Extract every line of the rows below and copy each one character for character, omitting the pictures.

>> BEGIN Dataset extract

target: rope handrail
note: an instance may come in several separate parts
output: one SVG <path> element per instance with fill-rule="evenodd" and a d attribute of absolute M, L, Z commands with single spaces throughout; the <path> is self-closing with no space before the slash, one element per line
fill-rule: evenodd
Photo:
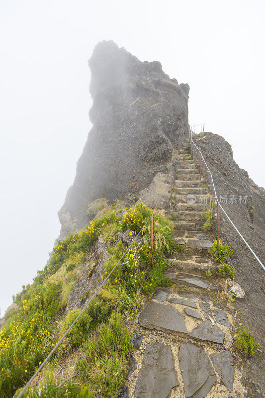
<path fill-rule="evenodd" d="M 208 165 L 207 165 L 206 162 L 205 162 L 205 161 L 204 160 L 204 158 L 203 157 L 203 156 L 202 153 L 201 152 L 201 151 L 200 151 L 200 150 L 199 149 L 199 148 L 198 148 L 198 147 L 197 146 L 197 145 L 196 145 L 195 142 L 192 140 L 192 130 L 190 131 L 190 140 L 191 140 L 191 141 L 193 143 L 193 144 L 194 145 L 194 146 L 197 148 L 198 151 L 199 152 L 199 153 L 200 154 L 200 155 L 201 155 L 201 156 L 202 157 L 202 159 L 203 162 L 204 162 L 204 163 L 205 164 L 205 166 L 207 167 L 207 168 L 208 169 L 208 171 L 209 171 L 209 173 L 210 173 L 210 175 L 211 176 L 211 180 L 212 180 L 212 185 L 213 185 L 213 189 L 214 190 L 214 193 L 215 194 L 215 199 L 216 199 L 216 201 L 218 202 L 219 205 L 220 206 L 220 207 L 221 207 L 221 208 L 222 209 L 222 210 L 223 210 L 223 211 L 224 212 L 225 214 L 226 215 L 227 217 L 228 218 L 229 220 L 230 221 L 231 223 L 232 224 L 232 225 L 233 225 L 233 226 L 234 227 L 234 228 L 235 228 L 235 229 L 236 230 L 237 232 L 238 233 L 238 234 L 239 235 L 239 236 L 240 236 L 241 239 L 242 239 L 242 240 L 244 241 L 244 242 L 246 243 L 246 244 L 247 245 L 247 246 L 248 246 L 248 247 L 249 248 L 249 249 L 250 249 L 250 250 L 251 251 L 252 253 L 253 254 L 253 255 L 255 256 L 255 257 L 256 258 L 256 259 L 258 260 L 258 261 L 260 263 L 260 264 L 261 264 L 261 265 L 263 267 L 263 269 L 265 271 L 265 267 L 264 266 L 263 264 L 262 263 L 262 262 L 261 261 L 261 260 L 260 260 L 260 259 L 259 258 L 258 256 L 256 255 L 255 252 L 254 251 L 254 250 L 252 250 L 252 249 L 251 248 L 250 246 L 249 245 L 249 244 L 248 243 L 248 242 L 247 242 L 246 239 L 244 238 L 244 237 L 240 233 L 240 232 L 239 232 L 239 231 L 238 230 L 238 229 L 237 229 L 236 226 L 235 225 L 235 224 L 234 224 L 234 223 L 233 222 L 233 221 L 232 221 L 232 220 L 230 218 L 229 216 L 227 214 L 227 213 L 226 212 L 225 210 L 223 208 L 223 206 L 222 206 L 222 205 L 220 204 L 219 201 L 218 200 L 218 197 L 217 197 L 217 194 L 216 194 L 216 191 L 215 190 L 215 187 L 214 186 L 214 182 L 213 181 L 213 178 L 212 174 L 211 173 L 211 171 L 210 170 L 210 169 L 208 167 Z"/>
<path fill-rule="evenodd" d="M 169 173 L 169 175 L 168 176 L 168 179 L 167 179 L 167 180 L 166 181 L 166 184 L 168 184 L 168 181 L 169 180 L 170 176 L 171 175 L 171 173 L 172 173 L 171 171 L 172 171 L 172 163 L 173 163 L 173 153 L 174 153 L 173 151 L 174 151 L 174 148 L 173 148 L 173 146 L 172 146 L 172 154 L 172 154 L 172 158 L 171 158 L 171 171 L 170 171 L 170 173 Z M 163 193 L 162 193 L 162 194 L 161 194 L 161 195 L 159 197 L 159 198 L 158 199 L 158 200 L 157 201 L 157 204 L 156 204 L 156 206 L 154 208 L 154 210 L 155 210 L 156 209 L 156 208 L 157 208 L 157 206 L 158 205 L 158 203 L 159 203 L 159 201 L 160 201 L 160 199 L 162 198 L 162 195 L 163 195 Z M 119 260 L 118 262 L 115 264 L 115 266 L 112 268 L 112 269 L 111 270 L 111 271 L 110 271 L 109 274 L 106 277 L 106 278 L 105 278 L 104 281 L 102 282 L 102 283 L 100 285 L 99 287 L 97 289 L 97 290 L 95 292 L 95 293 L 94 293 L 94 294 L 93 295 L 93 296 L 92 296 L 91 298 L 89 299 L 89 300 L 88 300 L 88 302 L 86 304 L 85 306 L 82 309 L 82 310 L 81 311 L 81 312 L 80 312 L 79 315 L 76 318 L 76 319 L 75 319 L 75 320 L 74 321 L 73 323 L 71 325 L 70 325 L 70 326 L 69 326 L 69 327 L 68 328 L 68 329 L 67 329 L 66 332 L 65 333 L 64 335 L 60 338 L 59 341 L 57 343 L 57 344 L 56 344 L 55 347 L 53 348 L 53 349 L 50 352 L 50 353 L 49 354 L 49 355 L 46 357 L 46 358 L 45 358 L 44 361 L 42 362 L 41 365 L 40 365 L 40 366 L 38 368 L 38 369 L 37 369 L 37 370 L 36 371 L 36 372 L 35 372 L 34 375 L 30 379 L 30 380 L 28 381 L 28 382 L 27 383 L 27 384 L 24 386 L 24 388 L 23 388 L 23 390 L 19 393 L 19 395 L 17 396 L 16 396 L 15 393 L 15 395 L 13 396 L 14 398 L 15 397 L 15 398 L 21 398 L 21 397 L 22 397 L 23 394 L 24 394 L 24 393 L 27 390 L 28 387 L 29 386 L 30 384 L 33 382 L 33 381 L 34 380 L 34 379 L 35 378 L 36 376 L 39 373 L 39 372 L 40 372 L 41 369 L 43 368 L 43 367 L 44 366 L 45 364 L 50 359 L 50 358 L 51 358 L 51 357 L 52 356 L 53 354 L 56 350 L 57 348 L 59 347 L 59 346 L 60 345 L 61 343 L 63 341 L 64 339 L 65 338 L 65 337 L 66 337 L 66 336 L 69 333 L 69 332 L 70 331 L 70 330 L 71 330 L 72 327 L 76 323 L 76 322 L 77 322 L 77 321 L 78 320 L 78 319 L 79 319 L 80 316 L 82 315 L 82 314 L 84 312 L 84 311 L 87 309 L 87 308 L 88 308 L 88 305 L 92 301 L 92 300 L 95 298 L 95 297 L 97 296 L 97 295 L 98 294 L 98 293 L 99 292 L 99 291 L 101 290 L 101 289 L 103 288 L 103 287 L 106 284 L 106 283 L 107 283 L 107 281 L 108 280 L 108 279 L 109 278 L 109 277 L 112 274 L 113 272 L 116 269 L 116 268 L 118 266 L 118 265 L 120 263 L 120 261 L 123 259 L 123 258 L 124 257 L 124 256 L 125 255 L 126 253 L 128 252 L 128 251 L 129 250 L 129 249 L 130 249 L 131 246 L 135 242 L 135 241 L 136 240 L 137 238 L 138 238 L 138 237 L 139 236 L 139 235 L 140 234 L 140 233 L 141 233 L 142 231 L 143 230 L 143 229 L 146 225 L 146 224 L 147 224 L 147 223 L 148 222 L 148 221 L 149 221 L 149 220 L 151 218 L 151 216 L 150 215 L 150 216 L 147 220 L 147 221 L 146 221 L 145 224 L 142 227 L 142 228 L 141 228 L 141 230 L 139 231 L 139 232 L 138 232 L 137 235 L 135 236 L 135 237 L 134 238 L 134 239 L 132 241 L 132 242 L 131 243 L 131 244 L 130 245 L 130 246 L 127 248 L 126 250 L 124 252 L 124 253 L 123 253 L 122 256 L 121 256 L 121 257 L 120 258 L 120 259 Z"/>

>> END Dataset extract

● Exercise result
target: rope handrail
note: an instance may come in several separate parts
output: one SVG <path> element per instance with fill-rule="evenodd" and a d attribute of absolute M, L, Z commands with single spaces throughout; the <path> is self-closing with no space before the slash, one element per line
fill-rule: evenodd
Photo:
<path fill-rule="evenodd" d="M 208 165 L 207 165 L 206 162 L 205 162 L 205 161 L 204 160 L 204 158 L 203 157 L 203 156 L 202 153 L 201 152 L 201 151 L 200 151 L 200 150 L 199 149 L 199 148 L 198 148 L 198 147 L 197 146 L 197 145 L 196 145 L 195 142 L 192 140 L 192 130 L 190 131 L 190 140 L 191 140 L 191 141 L 193 143 L 193 144 L 194 145 L 194 146 L 197 148 L 198 151 L 199 152 L 199 153 L 200 154 L 200 155 L 201 155 L 201 156 L 202 157 L 202 159 L 203 162 L 204 162 L 204 163 L 205 164 L 205 166 L 207 167 L 207 168 L 208 169 L 208 171 L 209 171 L 209 173 L 210 173 L 210 175 L 211 176 L 211 180 L 212 180 L 212 185 L 213 185 L 213 189 L 214 190 L 214 193 L 215 194 L 215 199 L 216 199 L 216 201 L 218 202 L 219 205 L 220 206 L 220 207 L 221 207 L 221 208 L 222 209 L 222 210 L 223 210 L 223 211 L 224 212 L 225 214 L 226 215 L 227 217 L 228 218 L 229 220 L 230 221 L 231 223 L 232 224 L 232 225 L 233 225 L 233 226 L 234 227 L 234 228 L 235 228 L 235 229 L 236 230 L 237 232 L 238 233 L 238 234 L 239 235 L 239 236 L 240 236 L 241 239 L 242 239 L 242 240 L 244 241 L 244 242 L 246 243 L 246 244 L 247 245 L 247 246 L 248 246 L 248 247 L 249 248 L 249 249 L 250 249 L 250 250 L 251 251 L 252 253 L 253 254 L 253 255 L 255 256 L 255 257 L 256 258 L 256 259 L 258 260 L 258 261 L 260 263 L 260 264 L 261 264 L 261 265 L 263 267 L 263 269 L 265 271 L 265 267 L 264 266 L 263 264 L 262 263 L 262 262 L 261 261 L 261 260 L 260 260 L 260 259 L 259 258 L 258 256 L 256 255 L 255 252 L 254 251 L 254 250 L 252 250 L 252 249 L 251 248 L 250 246 L 249 245 L 249 244 L 248 243 L 248 242 L 247 242 L 246 239 L 244 238 L 244 237 L 240 233 L 240 232 L 239 232 L 239 231 L 238 230 L 238 229 L 237 229 L 236 226 L 235 225 L 235 224 L 234 224 L 234 223 L 233 222 L 233 221 L 232 221 L 232 220 L 230 218 L 229 216 L 227 214 L 227 213 L 226 212 L 225 210 L 223 208 L 223 206 L 222 206 L 222 205 L 220 204 L 219 201 L 218 200 L 218 197 L 217 197 L 217 194 L 216 194 L 216 191 L 215 190 L 215 187 L 214 186 L 214 182 L 213 181 L 213 178 L 212 174 L 211 173 L 211 171 L 210 170 L 210 169 L 208 167 Z"/>
<path fill-rule="evenodd" d="M 169 173 L 169 175 L 168 176 L 168 179 L 167 179 L 167 180 L 166 181 L 166 184 L 168 184 L 168 181 L 169 180 L 170 176 L 171 175 L 171 173 L 172 173 L 171 171 L 172 171 L 172 163 L 173 163 L 173 153 L 174 153 L 173 151 L 174 151 L 174 148 L 173 148 L 173 146 L 172 146 L 172 154 L 172 154 L 172 158 L 171 158 L 171 171 L 170 171 L 170 173 Z M 163 193 L 162 193 L 162 194 L 161 194 L 161 195 L 159 197 L 159 198 L 158 199 L 158 200 L 157 201 L 157 204 L 156 204 L 156 206 L 154 208 L 154 210 L 155 210 L 156 209 L 156 208 L 157 208 L 157 206 L 158 205 L 158 203 L 159 203 L 159 201 L 160 201 L 160 199 L 162 198 L 162 195 L 163 195 Z M 119 260 L 118 262 L 115 264 L 115 266 L 112 268 L 112 269 L 111 270 L 111 271 L 110 271 L 109 274 L 106 277 L 106 278 L 105 278 L 104 281 L 102 282 L 102 283 L 100 285 L 99 287 L 97 289 L 97 290 L 95 292 L 95 293 L 94 293 L 94 294 L 93 295 L 93 296 L 92 296 L 91 298 L 89 299 L 89 300 L 88 300 L 88 302 L 86 304 L 85 306 L 82 309 L 82 310 L 81 311 L 81 312 L 80 312 L 79 315 L 76 318 L 76 319 L 75 319 L 75 320 L 74 321 L 73 323 L 71 325 L 70 325 L 70 326 L 69 326 L 69 327 L 68 328 L 68 329 L 67 329 L 66 332 L 65 333 L 64 335 L 60 338 L 59 341 L 57 343 L 57 344 L 56 344 L 55 347 L 53 348 L 53 349 L 50 352 L 50 353 L 49 354 L 49 355 L 46 357 L 46 358 L 45 358 L 44 361 L 42 362 L 41 365 L 40 365 L 40 366 L 38 368 L 38 369 L 37 369 L 37 370 L 36 371 L 36 372 L 35 372 L 34 375 L 30 379 L 30 380 L 28 381 L 28 382 L 27 383 L 27 384 L 24 386 L 24 388 L 23 388 L 23 390 L 19 393 L 19 395 L 17 396 L 16 396 L 15 393 L 15 395 L 13 396 L 14 398 L 15 397 L 15 398 L 21 398 L 21 397 L 22 397 L 23 394 L 24 394 L 24 393 L 27 390 L 28 387 L 29 386 L 30 384 L 33 382 L 33 381 L 34 380 L 34 379 L 35 378 L 36 376 L 39 373 L 39 372 L 40 372 L 41 369 L 43 368 L 43 367 L 44 366 L 45 364 L 50 359 L 50 358 L 51 358 L 51 357 L 52 356 L 53 354 L 56 350 L 57 348 L 59 347 L 59 346 L 60 345 L 61 343 L 63 341 L 64 339 L 65 338 L 65 337 L 66 337 L 66 336 L 69 333 L 69 332 L 70 331 L 70 330 L 71 330 L 72 327 L 76 323 L 76 322 L 77 322 L 77 321 L 78 320 L 78 319 L 79 319 L 80 316 L 82 315 L 82 314 L 84 312 L 84 311 L 87 309 L 87 308 L 88 308 L 88 305 L 92 301 L 92 300 L 95 298 L 95 297 L 97 296 L 97 295 L 98 294 L 98 293 L 99 292 L 99 291 L 101 290 L 101 289 L 103 288 L 103 287 L 106 284 L 106 283 L 107 283 L 107 281 L 108 280 L 108 279 L 109 278 L 109 277 L 112 274 L 113 272 L 116 269 L 116 268 L 118 266 L 118 265 L 120 263 L 120 261 L 123 259 L 123 258 L 124 257 L 124 256 L 125 255 L 126 253 L 128 252 L 128 251 L 129 250 L 129 249 L 130 249 L 131 246 L 135 242 L 135 241 L 136 240 L 137 238 L 138 238 L 138 237 L 139 236 L 139 235 L 140 234 L 140 233 L 141 233 L 142 231 L 143 230 L 143 229 L 146 225 L 146 224 L 147 224 L 147 223 L 148 222 L 148 221 L 149 221 L 149 220 L 151 218 L 151 216 L 150 215 L 150 216 L 147 220 L 147 221 L 146 221 L 145 224 L 142 227 L 142 228 L 141 228 L 141 230 L 139 231 L 139 232 L 138 232 L 137 235 L 135 236 L 135 237 L 134 238 L 134 239 L 132 241 L 132 242 L 131 243 L 131 244 L 130 245 L 130 246 L 127 248 L 126 250 L 124 252 L 124 253 L 123 253 L 122 256 L 121 256 L 121 257 L 120 258 L 120 259 Z"/>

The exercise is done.